■ Task description ■
Render the part of the items that opens with the line containing "The client would like the gold" and runs through the end of the items as a JSON list of strings, one string per line, with blank lines left out.

■ Data records ■
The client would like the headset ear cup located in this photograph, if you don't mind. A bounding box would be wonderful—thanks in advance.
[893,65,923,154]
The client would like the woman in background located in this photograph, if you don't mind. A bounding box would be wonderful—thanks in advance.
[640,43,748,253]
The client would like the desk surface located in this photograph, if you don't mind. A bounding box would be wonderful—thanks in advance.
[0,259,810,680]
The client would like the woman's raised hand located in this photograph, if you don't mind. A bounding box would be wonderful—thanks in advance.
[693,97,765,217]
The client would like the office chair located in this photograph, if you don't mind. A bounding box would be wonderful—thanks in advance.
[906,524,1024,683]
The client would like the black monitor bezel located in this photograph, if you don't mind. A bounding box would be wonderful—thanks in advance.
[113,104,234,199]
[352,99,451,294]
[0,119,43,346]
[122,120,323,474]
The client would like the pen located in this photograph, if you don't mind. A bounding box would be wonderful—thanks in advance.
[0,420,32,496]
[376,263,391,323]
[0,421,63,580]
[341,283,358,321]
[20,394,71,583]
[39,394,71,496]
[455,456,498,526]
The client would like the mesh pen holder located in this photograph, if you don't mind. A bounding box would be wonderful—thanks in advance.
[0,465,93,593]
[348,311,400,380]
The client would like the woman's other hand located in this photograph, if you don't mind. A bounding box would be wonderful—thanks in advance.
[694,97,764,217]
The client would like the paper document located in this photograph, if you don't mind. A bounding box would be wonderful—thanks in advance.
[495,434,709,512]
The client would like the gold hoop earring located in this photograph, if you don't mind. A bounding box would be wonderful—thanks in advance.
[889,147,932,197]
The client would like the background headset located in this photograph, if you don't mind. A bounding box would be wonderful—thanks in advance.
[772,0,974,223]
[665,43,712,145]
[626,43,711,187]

■ Problem solution ■
[
  "The client would like the gold hoop earring located in this photograph, if you don't mind. A bounding box would be wonderful—thanks in advance.",
  "[889,147,932,197]",
  "The client would like the background headset located in this photograph, if you don't mind. A bounding box would be wonderful—thanks in advance.",
  "[772,0,974,223]",
  "[665,43,712,145]",
  "[626,43,711,187]"
]